Rewrite the stretch of data that opens with the line containing "For every instance of the green" and closes with the line containing "x=77, y=602", swapping "black sandal" for "leather sandal" and keeping everything else the same.

------------------------------------------------

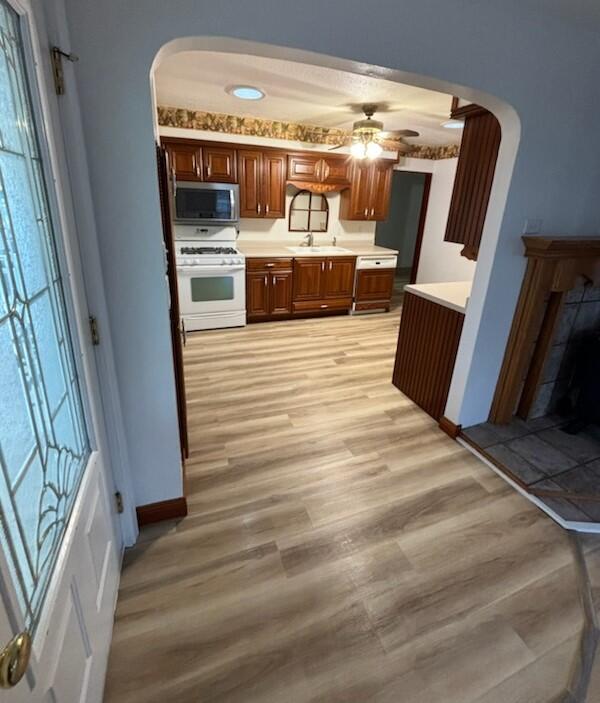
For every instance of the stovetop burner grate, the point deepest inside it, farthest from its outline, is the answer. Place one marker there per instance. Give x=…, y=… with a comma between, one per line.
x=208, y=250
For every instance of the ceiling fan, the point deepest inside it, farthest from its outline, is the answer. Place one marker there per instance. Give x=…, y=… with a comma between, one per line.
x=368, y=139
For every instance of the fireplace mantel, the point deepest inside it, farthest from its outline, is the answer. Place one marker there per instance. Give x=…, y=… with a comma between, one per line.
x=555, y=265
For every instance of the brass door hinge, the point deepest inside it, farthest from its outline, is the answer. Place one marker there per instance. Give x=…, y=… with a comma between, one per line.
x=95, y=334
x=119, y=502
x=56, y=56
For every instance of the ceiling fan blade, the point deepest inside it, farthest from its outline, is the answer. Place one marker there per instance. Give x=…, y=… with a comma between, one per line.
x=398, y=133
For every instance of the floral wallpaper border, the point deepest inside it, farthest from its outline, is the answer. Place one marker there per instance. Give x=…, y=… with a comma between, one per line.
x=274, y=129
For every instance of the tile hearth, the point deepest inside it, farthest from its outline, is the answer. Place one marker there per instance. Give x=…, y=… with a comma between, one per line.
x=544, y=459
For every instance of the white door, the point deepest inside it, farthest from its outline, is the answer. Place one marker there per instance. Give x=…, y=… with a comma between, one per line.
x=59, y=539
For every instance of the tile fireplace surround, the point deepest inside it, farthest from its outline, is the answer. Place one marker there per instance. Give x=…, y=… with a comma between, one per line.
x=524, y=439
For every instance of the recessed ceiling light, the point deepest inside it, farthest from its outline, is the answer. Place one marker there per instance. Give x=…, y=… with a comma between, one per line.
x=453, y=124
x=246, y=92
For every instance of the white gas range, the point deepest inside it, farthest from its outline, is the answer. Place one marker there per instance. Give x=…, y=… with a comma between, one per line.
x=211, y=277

------------------------------------------------

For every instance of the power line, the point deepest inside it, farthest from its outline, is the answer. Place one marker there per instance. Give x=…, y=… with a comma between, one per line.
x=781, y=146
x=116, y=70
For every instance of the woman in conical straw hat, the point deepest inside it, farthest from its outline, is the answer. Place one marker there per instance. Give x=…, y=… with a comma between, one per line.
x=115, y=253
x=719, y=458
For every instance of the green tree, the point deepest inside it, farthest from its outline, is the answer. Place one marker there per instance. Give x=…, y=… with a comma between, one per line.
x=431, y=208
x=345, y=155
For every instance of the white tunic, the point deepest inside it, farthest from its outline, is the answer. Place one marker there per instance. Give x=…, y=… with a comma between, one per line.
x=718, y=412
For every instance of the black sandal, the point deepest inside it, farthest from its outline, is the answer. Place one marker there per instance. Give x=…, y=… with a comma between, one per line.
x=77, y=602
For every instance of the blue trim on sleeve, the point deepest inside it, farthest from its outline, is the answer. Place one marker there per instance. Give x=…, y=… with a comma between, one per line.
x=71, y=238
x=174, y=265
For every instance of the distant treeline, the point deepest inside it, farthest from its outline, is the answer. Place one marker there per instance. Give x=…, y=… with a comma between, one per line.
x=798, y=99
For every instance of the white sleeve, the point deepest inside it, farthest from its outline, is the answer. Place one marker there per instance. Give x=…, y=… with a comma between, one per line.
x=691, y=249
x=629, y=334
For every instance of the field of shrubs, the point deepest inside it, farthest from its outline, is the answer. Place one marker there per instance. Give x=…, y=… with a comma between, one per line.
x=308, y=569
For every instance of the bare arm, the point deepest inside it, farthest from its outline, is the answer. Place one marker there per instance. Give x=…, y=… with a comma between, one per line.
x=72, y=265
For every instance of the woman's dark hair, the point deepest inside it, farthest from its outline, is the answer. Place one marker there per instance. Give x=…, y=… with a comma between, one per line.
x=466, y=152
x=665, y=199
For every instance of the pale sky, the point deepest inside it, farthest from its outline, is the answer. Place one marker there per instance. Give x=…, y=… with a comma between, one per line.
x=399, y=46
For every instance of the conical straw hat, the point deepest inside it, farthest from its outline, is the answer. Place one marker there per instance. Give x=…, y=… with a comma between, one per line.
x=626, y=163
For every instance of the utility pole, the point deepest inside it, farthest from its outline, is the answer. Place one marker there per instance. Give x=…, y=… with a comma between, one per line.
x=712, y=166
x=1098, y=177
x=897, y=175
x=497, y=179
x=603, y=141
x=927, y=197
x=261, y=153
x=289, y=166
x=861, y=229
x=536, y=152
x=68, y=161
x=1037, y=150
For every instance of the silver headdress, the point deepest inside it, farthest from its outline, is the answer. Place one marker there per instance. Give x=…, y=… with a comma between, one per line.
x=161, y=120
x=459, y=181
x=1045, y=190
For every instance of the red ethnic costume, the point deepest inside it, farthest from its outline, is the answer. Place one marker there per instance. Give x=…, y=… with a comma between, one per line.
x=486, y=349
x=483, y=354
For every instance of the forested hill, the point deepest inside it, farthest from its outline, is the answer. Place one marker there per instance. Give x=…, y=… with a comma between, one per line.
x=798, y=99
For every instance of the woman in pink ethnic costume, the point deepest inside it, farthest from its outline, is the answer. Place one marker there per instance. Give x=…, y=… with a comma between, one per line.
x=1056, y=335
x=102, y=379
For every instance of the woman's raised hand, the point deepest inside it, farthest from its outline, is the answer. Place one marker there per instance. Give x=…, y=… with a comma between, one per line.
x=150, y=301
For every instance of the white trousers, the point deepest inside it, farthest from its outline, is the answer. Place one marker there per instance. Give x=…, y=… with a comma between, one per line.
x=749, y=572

------------------------------------------------

### Full response
For every instance of the green tree, the point deepest inside it, farthest from its outline, is the answer. Place one marker there per instance. Give x=…, y=… with a comma between, one per line.
x=431, y=208
x=345, y=155
For every instance of the white tunic, the point deepest inside it, farthest from its outline, is the answer. Place one marker there per instance. Give x=…, y=… with a comma between, one per line.
x=718, y=412
For every instance of the leather sandal, the point deepest inside it, farthest from its outline, is the answer. Place one marker there per instance. Give x=…, y=… with a comma between, one per line.
x=77, y=602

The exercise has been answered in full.